### [TASK BRIEF]
Reply with one number, the count of lines below that contain the string "clicks".

***** DATA FOR REVIEW

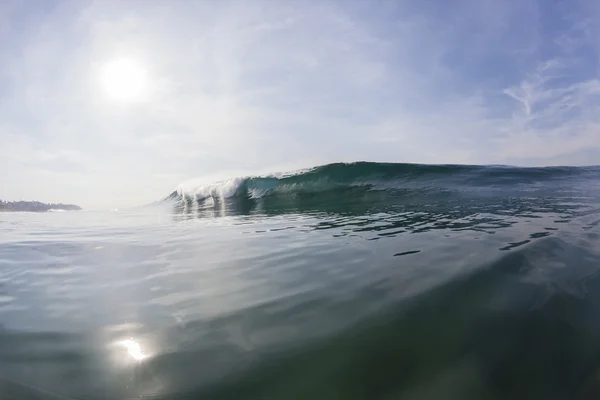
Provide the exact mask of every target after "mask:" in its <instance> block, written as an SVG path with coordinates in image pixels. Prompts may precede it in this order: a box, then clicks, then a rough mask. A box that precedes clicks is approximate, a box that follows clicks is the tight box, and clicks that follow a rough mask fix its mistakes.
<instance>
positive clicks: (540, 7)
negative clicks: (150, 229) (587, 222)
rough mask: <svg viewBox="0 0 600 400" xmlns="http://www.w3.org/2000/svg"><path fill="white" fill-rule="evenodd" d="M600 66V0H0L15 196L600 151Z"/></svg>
mask: <svg viewBox="0 0 600 400" xmlns="http://www.w3.org/2000/svg"><path fill="white" fill-rule="evenodd" d="M111 71H112V72H111ZM599 78H600V2H598V1H596V0H568V1H558V0H537V1H535V0H518V1H517V0H450V1H446V0H397V1H379V0H373V1H367V0H362V1H352V0H338V1H327V0H324V1H315V0H306V1H304V0H289V1H285V0H283V1H275V0H264V1H263V0H247V1H228V0H223V1H214V0H206V1H194V0H166V1H161V0H146V1H143V0H142V1H129V0H117V1H111V0H74V1H56V0H37V1H36V0H3V1H1V2H0V198H2V199H3V200H39V201H44V202H66V203H75V204H78V205H80V206H82V207H84V208H104V207H125V206H134V205H139V204H145V203H148V202H152V201H154V200H157V199H160V198H162V197H165V196H166V195H168V194H169V193H170V192H172V191H173V190H174V189H175V188H176V187H177V185H178V184H179V183H181V182H183V181H186V180H188V179H192V178H200V179H205V180H207V181H208V180H217V179H223V178H229V177H234V176H240V175H242V176H244V175H253V174H263V173H268V172H280V171H289V170H294V169H298V168H306V167H310V166H314V165H318V164H325V163H330V162H340V161H343V162H350V161H358V160H367V161H387V162H414V163H460V164H511V165H523V166H545V165H590V164H600V79H599Z"/></svg>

**********

### [THE COMPLETED TASK]
3